# Task requirements
Identify every line in the records below that contains the word "collar", and copy each of those lines.

Supplied information Start Marker

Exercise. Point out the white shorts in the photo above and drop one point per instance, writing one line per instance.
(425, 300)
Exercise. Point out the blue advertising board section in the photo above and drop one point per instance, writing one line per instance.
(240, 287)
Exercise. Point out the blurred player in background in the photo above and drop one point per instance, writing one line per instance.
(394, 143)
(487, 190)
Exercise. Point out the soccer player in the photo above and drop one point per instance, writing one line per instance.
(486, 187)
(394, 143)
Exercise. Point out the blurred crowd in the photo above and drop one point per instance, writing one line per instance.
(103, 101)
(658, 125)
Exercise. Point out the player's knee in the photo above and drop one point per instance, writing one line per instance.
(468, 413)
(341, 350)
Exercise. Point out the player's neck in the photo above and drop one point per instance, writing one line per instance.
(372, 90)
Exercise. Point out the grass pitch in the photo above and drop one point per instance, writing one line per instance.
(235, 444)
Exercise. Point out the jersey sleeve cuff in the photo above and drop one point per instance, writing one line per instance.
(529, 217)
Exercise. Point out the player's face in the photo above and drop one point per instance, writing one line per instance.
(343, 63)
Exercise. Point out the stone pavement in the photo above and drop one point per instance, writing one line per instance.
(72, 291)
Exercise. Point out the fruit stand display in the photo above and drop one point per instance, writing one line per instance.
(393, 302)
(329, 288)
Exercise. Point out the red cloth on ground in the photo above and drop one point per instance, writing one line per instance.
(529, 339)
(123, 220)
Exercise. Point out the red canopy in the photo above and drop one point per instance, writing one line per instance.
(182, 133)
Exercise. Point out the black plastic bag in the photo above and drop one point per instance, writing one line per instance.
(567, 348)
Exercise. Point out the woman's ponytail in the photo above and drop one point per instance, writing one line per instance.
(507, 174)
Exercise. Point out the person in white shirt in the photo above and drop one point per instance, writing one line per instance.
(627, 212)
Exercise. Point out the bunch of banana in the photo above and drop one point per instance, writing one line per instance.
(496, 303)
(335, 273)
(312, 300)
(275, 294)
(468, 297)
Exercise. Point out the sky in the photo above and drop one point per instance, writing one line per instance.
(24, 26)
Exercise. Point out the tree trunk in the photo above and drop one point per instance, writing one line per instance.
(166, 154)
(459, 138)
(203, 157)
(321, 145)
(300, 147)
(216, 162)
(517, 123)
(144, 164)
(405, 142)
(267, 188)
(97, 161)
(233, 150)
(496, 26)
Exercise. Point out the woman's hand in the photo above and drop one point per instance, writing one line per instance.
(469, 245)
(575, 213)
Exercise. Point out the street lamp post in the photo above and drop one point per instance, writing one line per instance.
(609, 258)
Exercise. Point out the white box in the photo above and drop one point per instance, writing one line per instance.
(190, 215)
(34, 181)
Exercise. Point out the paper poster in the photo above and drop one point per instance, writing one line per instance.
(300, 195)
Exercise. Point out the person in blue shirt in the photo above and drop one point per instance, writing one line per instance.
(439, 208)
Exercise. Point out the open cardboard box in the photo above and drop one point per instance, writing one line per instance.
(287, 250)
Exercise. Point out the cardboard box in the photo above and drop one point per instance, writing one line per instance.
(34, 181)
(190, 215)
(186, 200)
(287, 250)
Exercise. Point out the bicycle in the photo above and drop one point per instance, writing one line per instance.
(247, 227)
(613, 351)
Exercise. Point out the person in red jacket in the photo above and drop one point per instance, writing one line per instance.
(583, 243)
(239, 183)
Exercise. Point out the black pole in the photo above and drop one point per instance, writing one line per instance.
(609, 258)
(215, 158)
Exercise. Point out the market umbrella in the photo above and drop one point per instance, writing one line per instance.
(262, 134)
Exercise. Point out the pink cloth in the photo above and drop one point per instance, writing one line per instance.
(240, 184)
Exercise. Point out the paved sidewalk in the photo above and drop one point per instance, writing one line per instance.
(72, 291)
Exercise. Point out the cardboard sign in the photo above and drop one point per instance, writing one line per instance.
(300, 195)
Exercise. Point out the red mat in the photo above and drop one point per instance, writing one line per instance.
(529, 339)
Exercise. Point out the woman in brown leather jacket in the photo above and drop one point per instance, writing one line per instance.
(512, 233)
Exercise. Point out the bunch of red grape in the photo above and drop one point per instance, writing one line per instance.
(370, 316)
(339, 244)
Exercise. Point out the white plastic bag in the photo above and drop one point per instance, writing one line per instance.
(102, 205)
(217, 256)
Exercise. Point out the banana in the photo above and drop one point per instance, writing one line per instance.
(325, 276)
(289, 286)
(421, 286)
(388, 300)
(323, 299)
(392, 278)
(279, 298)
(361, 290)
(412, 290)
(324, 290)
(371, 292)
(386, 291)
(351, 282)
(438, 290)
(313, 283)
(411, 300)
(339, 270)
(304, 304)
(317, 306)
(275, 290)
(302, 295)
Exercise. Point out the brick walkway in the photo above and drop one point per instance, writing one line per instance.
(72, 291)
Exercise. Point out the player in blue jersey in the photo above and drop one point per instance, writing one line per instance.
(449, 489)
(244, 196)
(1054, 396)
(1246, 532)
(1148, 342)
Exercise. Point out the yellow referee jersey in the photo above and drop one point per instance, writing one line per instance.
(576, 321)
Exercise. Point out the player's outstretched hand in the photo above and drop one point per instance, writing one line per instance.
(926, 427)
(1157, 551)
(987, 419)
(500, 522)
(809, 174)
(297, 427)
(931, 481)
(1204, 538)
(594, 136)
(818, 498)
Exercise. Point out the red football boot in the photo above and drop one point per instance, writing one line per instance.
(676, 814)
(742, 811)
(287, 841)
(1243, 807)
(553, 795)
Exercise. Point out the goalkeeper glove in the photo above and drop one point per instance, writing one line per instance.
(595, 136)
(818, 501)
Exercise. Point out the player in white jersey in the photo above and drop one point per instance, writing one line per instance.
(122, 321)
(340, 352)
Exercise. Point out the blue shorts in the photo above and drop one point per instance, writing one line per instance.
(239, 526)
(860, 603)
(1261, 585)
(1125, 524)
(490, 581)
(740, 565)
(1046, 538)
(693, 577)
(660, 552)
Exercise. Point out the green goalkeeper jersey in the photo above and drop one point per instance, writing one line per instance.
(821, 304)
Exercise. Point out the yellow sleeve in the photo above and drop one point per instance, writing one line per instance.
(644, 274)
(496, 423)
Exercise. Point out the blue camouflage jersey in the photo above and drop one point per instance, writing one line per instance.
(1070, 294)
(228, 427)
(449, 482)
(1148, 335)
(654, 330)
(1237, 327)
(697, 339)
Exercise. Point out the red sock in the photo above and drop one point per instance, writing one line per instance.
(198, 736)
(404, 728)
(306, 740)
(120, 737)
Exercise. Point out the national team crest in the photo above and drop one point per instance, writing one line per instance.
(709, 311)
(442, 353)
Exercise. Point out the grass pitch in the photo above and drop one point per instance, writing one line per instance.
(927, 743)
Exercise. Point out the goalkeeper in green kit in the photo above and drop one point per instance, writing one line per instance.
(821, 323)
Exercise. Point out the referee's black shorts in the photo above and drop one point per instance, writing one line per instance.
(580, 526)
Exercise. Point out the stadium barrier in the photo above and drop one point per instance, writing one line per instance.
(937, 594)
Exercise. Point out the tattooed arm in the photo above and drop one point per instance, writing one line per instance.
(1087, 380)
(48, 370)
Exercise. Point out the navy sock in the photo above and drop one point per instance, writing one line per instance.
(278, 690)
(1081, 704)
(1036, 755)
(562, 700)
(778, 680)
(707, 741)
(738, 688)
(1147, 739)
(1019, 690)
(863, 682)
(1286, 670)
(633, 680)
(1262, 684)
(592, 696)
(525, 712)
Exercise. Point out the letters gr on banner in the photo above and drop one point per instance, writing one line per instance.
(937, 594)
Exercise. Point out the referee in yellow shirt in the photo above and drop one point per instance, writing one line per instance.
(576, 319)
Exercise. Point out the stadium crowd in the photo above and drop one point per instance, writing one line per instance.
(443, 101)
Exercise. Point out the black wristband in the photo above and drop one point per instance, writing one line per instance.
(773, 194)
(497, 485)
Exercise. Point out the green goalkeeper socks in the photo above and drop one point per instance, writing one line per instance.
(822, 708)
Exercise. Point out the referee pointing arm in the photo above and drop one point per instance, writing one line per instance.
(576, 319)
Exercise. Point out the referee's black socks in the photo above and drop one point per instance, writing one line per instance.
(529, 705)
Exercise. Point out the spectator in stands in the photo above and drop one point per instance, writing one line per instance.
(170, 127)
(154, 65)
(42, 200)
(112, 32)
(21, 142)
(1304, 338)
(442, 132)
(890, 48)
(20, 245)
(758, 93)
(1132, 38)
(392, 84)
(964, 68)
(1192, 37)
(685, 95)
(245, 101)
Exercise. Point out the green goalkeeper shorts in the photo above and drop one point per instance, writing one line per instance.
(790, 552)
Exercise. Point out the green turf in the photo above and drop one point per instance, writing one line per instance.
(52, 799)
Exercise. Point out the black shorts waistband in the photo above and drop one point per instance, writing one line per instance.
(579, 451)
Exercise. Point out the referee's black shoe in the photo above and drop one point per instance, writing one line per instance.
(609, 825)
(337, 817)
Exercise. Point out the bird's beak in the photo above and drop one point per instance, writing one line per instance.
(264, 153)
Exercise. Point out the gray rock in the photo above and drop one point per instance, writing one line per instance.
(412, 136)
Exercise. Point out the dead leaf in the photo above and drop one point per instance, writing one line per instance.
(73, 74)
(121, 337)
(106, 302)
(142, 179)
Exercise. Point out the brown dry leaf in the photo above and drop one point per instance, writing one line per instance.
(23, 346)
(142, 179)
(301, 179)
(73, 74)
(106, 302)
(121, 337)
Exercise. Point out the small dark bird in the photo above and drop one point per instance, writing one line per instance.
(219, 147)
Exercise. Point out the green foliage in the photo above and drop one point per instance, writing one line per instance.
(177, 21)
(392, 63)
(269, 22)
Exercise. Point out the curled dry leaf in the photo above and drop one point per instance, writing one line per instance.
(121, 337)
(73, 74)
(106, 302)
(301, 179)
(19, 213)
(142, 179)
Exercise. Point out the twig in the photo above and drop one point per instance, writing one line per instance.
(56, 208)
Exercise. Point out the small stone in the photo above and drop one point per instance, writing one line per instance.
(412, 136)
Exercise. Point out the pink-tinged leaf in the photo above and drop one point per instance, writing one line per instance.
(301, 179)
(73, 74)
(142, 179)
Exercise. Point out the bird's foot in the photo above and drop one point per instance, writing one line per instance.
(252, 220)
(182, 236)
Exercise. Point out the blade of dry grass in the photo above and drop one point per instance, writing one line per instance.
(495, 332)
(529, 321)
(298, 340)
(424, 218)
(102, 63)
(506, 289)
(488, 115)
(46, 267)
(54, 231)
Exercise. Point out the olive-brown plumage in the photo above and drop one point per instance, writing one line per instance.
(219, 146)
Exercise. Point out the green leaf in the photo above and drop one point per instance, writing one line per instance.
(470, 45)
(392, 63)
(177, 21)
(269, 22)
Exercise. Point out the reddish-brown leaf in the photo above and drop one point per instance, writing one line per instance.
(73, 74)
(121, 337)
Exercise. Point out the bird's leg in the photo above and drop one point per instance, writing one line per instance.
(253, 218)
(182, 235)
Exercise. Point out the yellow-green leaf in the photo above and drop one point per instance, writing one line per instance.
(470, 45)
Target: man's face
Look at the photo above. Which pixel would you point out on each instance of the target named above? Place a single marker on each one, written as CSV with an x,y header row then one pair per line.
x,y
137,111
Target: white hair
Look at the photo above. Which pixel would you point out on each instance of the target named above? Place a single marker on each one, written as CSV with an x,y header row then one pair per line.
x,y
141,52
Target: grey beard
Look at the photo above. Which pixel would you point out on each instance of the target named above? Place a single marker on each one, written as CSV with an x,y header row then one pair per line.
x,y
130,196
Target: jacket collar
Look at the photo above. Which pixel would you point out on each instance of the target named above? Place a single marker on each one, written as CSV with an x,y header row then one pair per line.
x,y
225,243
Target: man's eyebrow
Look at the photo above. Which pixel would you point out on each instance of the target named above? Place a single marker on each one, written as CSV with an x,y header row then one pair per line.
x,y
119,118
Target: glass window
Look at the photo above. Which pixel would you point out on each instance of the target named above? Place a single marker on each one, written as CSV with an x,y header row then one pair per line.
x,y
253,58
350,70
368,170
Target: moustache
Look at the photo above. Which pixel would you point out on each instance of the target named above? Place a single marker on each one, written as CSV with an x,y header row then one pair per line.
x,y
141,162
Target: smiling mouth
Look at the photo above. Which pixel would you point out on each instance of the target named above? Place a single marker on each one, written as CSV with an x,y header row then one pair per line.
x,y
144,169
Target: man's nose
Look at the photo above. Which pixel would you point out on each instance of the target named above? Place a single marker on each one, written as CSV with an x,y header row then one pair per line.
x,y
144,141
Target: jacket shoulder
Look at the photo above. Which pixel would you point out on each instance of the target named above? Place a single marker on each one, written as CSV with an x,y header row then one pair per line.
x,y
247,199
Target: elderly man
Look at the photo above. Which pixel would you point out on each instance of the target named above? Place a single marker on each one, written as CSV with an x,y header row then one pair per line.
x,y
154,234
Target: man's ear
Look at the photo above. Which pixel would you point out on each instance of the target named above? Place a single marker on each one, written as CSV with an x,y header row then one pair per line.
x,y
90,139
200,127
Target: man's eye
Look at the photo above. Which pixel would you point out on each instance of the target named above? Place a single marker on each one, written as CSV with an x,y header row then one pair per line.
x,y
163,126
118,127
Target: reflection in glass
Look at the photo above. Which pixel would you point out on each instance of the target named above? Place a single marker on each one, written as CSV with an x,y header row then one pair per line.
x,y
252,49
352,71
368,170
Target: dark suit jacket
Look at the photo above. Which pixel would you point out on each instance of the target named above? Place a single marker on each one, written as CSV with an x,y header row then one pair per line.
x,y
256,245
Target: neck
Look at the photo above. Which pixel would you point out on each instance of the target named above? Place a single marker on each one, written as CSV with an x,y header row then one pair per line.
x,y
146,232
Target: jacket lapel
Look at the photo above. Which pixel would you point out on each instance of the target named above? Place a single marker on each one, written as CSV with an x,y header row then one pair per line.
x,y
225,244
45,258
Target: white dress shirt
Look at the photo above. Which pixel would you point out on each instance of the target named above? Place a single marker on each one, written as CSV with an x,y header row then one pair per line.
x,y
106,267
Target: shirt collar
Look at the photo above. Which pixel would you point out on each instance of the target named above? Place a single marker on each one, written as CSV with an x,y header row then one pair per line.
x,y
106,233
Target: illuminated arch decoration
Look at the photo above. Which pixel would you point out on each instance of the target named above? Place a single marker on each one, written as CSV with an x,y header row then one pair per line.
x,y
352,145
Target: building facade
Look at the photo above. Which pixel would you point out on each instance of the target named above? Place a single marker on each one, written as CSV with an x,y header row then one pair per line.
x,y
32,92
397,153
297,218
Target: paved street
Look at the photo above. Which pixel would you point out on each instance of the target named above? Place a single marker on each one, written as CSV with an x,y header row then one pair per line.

Supplied information End Marker

# Exercise solution
Target: jacket collar
Target: shirt collar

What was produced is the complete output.